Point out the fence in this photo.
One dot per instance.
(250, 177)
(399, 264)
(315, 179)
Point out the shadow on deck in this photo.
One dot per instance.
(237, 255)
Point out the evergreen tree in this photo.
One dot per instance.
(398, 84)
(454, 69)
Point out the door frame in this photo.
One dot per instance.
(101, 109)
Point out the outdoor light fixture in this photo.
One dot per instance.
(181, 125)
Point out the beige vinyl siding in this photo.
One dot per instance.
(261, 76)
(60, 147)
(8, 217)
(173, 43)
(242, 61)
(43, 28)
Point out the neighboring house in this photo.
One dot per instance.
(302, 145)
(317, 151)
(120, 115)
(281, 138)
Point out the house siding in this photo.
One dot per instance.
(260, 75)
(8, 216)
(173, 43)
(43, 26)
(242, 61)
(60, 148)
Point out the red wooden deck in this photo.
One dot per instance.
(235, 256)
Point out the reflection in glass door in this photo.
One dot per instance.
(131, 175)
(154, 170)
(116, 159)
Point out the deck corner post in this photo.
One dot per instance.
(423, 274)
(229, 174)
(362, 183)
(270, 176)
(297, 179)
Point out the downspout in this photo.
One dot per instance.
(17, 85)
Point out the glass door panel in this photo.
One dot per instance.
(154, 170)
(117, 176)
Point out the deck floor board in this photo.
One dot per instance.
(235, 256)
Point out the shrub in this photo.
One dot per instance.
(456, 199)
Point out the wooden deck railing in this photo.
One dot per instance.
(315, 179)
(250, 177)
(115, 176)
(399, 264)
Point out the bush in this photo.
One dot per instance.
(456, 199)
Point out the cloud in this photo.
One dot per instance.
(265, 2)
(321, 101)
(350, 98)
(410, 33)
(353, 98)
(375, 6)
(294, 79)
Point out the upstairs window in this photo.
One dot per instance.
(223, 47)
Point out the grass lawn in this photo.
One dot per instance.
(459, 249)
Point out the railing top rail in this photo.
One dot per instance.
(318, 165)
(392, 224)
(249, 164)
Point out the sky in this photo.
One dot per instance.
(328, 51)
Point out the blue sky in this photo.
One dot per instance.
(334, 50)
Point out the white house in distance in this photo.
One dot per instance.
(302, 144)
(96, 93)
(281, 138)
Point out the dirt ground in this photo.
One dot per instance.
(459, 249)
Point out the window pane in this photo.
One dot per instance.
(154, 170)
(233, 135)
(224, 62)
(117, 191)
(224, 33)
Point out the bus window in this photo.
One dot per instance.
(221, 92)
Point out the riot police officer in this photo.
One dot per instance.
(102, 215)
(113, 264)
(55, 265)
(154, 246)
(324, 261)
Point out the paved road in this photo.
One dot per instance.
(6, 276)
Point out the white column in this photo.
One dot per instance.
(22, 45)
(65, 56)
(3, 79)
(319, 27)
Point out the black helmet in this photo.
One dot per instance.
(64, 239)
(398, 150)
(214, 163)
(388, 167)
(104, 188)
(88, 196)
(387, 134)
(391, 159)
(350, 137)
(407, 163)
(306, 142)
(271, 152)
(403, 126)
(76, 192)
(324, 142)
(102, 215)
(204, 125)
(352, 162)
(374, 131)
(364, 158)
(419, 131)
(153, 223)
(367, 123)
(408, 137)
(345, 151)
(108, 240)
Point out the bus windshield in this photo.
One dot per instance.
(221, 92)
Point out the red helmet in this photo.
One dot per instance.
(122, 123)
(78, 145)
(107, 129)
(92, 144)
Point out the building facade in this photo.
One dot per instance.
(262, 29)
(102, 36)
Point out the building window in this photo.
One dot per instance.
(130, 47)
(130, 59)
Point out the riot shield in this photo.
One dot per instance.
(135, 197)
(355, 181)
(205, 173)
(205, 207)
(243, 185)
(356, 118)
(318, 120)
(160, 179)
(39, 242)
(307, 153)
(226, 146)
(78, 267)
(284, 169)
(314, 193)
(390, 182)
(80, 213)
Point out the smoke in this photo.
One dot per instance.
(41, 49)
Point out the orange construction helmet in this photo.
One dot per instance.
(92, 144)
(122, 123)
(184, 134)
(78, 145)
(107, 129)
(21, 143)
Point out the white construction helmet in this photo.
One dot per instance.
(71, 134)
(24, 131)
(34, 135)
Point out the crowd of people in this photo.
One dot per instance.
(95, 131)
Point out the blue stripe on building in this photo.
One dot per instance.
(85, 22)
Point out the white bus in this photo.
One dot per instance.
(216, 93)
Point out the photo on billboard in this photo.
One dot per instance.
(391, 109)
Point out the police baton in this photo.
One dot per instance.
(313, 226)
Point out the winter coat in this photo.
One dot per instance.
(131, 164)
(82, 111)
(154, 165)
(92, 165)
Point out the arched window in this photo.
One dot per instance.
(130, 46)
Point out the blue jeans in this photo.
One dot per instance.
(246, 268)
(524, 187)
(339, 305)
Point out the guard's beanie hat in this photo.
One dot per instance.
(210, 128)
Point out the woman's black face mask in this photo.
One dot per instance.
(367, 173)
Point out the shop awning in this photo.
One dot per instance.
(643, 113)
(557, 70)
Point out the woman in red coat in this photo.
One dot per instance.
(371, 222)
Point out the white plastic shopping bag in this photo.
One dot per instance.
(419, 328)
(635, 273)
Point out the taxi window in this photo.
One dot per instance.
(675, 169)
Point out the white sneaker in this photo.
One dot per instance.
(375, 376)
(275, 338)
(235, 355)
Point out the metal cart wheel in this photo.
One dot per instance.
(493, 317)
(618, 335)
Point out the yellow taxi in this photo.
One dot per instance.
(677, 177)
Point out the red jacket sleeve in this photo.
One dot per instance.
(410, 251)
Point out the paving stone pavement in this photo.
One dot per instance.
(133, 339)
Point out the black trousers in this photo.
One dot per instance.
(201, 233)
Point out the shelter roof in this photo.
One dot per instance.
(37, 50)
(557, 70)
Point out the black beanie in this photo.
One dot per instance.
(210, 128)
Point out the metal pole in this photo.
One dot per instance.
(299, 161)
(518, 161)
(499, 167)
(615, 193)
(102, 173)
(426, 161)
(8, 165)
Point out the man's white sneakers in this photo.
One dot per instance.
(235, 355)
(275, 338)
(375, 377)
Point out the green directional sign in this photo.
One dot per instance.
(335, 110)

################

### Given request
Copy out each line exactly as written.

### Exercise solution
Point out the fence in this photo.
One dot per instance.
(250, 177)
(399, 264)
(315, 179)
Point out the shadow on deck in this photo.
One dot per instance.
(237, 255)
Point out the evergreen tree in this photo.
One dot per instance.
(398, 84)
(454, 69)
Point out the door frame in this photo.
One dot per instance.
(101, 109)
Point out the outdoor light fixture in this photo.
One dot per instance.
(181, 125)
Point out the beige vinyl siding in this photo.
One dot per instance.
(261, 76)
(60, 147)
(8, 217)
(173, 43)
(242, 61)
(43, 28)
Point out the neighboring house in this photo.
One dot per instance.
(302, 145)
(317, 151)
(120, 115)
(281, 138)
Point out the house siding in this photo.
One dot per instance.
(260, 75)
(8, 216)
(173, 43)
(43, 26)
(242, 61)
(60, 148)
Point out the red wooden deck in this photo.
One dot per instance.
(235, 256)
Point out the reflection in glass door in this photo.
One dot per instance.
(131, 175)
(154, 170)
(116, 159)
Point out the deck corner post in this photo.
One dot per instance.
(423, 274)
(229, 174)
(362, 183)
(270, 176)
(297, 179)
Point out the downspout in this photo.
One dot per instance.
(17, 85)
Point out the glass door panel in this photo.
One dot per instance.
(154, 170)
(117, 176)
Point out the deck floor board in this photo.
One dot per instance.
(235, 256)
Point out the shrub in this photo.
One dot per instance.
(456, 199)
Point out the wooden deck railing in this photo.
One dot per instance.
(315, 179)
(250, 177)
(115, 176)
(399, 264)
Point out the bush in this photo.
One dot per instance.
(456, 199)
Point out the cloud in this photo.
One dot per instance.
(265, 2)
(321, 101)
(350, 98)
(410, 33)
(353, 98)
(375, 6)
(294, 79)
Point out the upstairs window in this photo.
One dot per instance.
(223, 47)
Point out the grass lawn in this photo.
One dot per instance.
(459, 249)
Point out the railing top rail in this photo.
One dot per instance.
(318, 165)
(392, 224)
(249, 164)
Point out the sky in this photo.
One dot per instance.
(328, 51)
Point out the blue sky in this photo.
One dot per instance.
(334, 50)
Point out the white house in distance in this photo.
One dot per instance.
(302, 144)
(96, 93)
(281, 138)
Point out the dirt ground in this photo.
One dot per instance.
(459, 249)
Point out the window pane in this photo.
One dot per instance.
(154, 170)
(233, 135)
(224, 62)
(117, 191)
(224, 33)
Point out the bus window in this photo.
One dot per instance.
(221, 92)
Point out the riot police officer in this photo.
One dot per instance.
(102, 215)
(113, 264)
(55, 265)
(154, 246)
(324, 261)
Point out the paved road in this photo.
One dot per instance.
(6, 276)
Point out the white column in this photo.
One dot per instance.
(22, 45)
(65, 56)
(3, 79)
(319, 27)
Point out the black helmet in this photo.
One dot per instance.
(64, 239)
(398, 150)
(214, 163)
(388, 167)
(104, 188)
(88, 196)
(387, 134)
(391, 159)
(350, 137)
(407, 163)
(306, 142)
(271, 152)
(403, 126)
(76, 192)
(324, 142)
(102, 215)
(204, 125)
(352, 162)
(374, 131)
(364, 158)
(419, 131)
(153, 223)
(367, 123)
(408, 137)
(345, 151)
(108, 240)
Point out the bus windshield in this photo.
One dot per instance.
(221, 92)
Point out the red helmet in this photo.
One dot per instance.
(122, 123)
(78, 145)
(107, 129)
(92, 144)
Point out the building facade in this photo.
One dot per instance.
(262, 29)
(102, 36)
Point out the building window in this photo.
One dot per instance.
(130, 47)
(130, 59)
Point out the riot shield in this photo.
One dot per instance.
(135, 197)
(355, 181)
(205, 173)
(205, 207)
(243, 185)
(356, 118)
(318, 120)
(160, 179)
(39, 242)
(307, 153)
(226, 146)
(78, 267)
(284, 169)
(314, 193)
(390, 182)
(80, 213)
Point out the smoke in this photo.
One dot per instance.
(41, 49)
Point out the orange construction helmet in this photo.
One dot per instance.
(92, 144)
(122, 123)
(184, 134)
(78, 145)
(107, 129)
(21, 143)
Point out the white construction helmet in this photo.
One dot per instance.
(71, 134)
(24, 131)
(34, 135)
Point out the crowd of people in this photo.
One dot per instance.
(95, 131)
Point out the blue stripe on building in this photo.
One dot per instance.
(85, 22)
Point out the white bus in this photo.
One dot per instance.
(216, 93)
Point out the photo on billboard in this photo.
One dot per instance.
(391, 109)
Point out the police baton in this photo.
One dot per instance.
(313, 226)
Point out the winter coat in this photo.
One dot per instance.
(131, 164)
(82, 111)
(154, 165)
(92, 165)
Point out the arched window in this photo.
One dot per instance.
(130, 46)
Point out the blue jeans in this photo.
One dot per instance.
(246, 268)
(524, 187)
(339, 305)
Point out the guard's beanie hat in this photo.
One dot per instance.
(210, 128)
Point out the woman's black face mask in this photo.
One dot per instance.
(367, 173)
Point out the shop awning in this photo.
One dot per instance.
(643, 113)
(557, 70)
Point out the woman in red coat in this photo.
One dot per instance.
(371, 222)
Point out the white plastic shopping bag in this photo.
One dot per instance.
(419, 328)
(635, 273)
Point out the taxi window in this photo.
One dot per instance.
(675, 169)
Point out the white sneaker in this photo.
One dot per instance.
(375, 376)
(275, 338)
(235, 355)
Point out the metal cart wheel in this photo.
One dot per instance.
(493, 317)
(618, 335)
Point out the yellow taxi in this photo.
One dot per instance.
(677, 177)
Point out the red jacket sleeve in this photo.
One dot per instance.
(410, 251)
Point out the paving stone pavement in this photo.
One dot per instance.
(133, 339)
Point out the black trousers in this photo.
One dot per instance.
(201, 233)
Point out the shelter roof in this photo.
One dot per instance.
(37, 50)
(557, 70)
Point out the black beanie in this photo.
One dot per instance.
(210, 128)
Point out the metal pole in this photo.
One dot per instance.
(299, 161)
(518, 161)
(499, 167)
(615, 193)
(102, 173)
(426, 161)
(8, 165)
Point out the man's white sneakers in this photo.
One dot per instance.
(235, 355)
(275, 338)
(375, 377)
Point out the green directional sign in this photo.
One dot per instance.
(335, 110)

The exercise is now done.